◆ Exercise prompt: State, as a number alone, how many lines of the data contain the string "upper".

◆ Given information:
╔══

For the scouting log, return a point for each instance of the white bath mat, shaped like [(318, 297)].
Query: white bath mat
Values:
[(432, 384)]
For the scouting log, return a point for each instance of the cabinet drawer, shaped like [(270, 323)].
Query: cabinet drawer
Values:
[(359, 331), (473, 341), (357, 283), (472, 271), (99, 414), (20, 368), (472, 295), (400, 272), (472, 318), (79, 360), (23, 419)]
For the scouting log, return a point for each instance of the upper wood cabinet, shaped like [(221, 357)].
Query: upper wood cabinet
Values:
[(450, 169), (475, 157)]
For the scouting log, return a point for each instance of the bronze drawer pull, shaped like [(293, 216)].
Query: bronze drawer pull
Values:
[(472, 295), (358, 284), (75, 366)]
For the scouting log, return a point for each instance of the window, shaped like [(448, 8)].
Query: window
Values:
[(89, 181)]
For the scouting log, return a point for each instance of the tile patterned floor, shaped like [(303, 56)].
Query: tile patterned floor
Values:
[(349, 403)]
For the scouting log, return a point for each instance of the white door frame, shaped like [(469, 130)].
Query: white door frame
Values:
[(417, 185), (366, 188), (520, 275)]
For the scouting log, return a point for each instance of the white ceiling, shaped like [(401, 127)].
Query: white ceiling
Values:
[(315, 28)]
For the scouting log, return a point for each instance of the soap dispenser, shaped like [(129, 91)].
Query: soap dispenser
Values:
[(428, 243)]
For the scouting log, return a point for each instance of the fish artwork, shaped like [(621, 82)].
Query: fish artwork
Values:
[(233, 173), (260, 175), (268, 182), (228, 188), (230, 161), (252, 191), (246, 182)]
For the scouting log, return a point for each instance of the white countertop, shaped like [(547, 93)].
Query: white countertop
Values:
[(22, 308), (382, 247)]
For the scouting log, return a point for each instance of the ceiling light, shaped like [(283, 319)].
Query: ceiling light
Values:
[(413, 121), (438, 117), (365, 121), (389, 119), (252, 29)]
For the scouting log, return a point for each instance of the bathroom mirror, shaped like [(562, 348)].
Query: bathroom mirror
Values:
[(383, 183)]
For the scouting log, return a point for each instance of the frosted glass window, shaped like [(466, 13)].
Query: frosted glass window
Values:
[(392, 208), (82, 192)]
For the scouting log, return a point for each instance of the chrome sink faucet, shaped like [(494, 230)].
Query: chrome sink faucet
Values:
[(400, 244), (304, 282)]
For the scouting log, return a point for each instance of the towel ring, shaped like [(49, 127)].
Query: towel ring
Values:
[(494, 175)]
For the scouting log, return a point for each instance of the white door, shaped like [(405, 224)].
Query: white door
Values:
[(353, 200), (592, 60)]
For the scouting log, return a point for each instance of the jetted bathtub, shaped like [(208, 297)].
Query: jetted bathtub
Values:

╚══

◆ Solution for this exercise: 2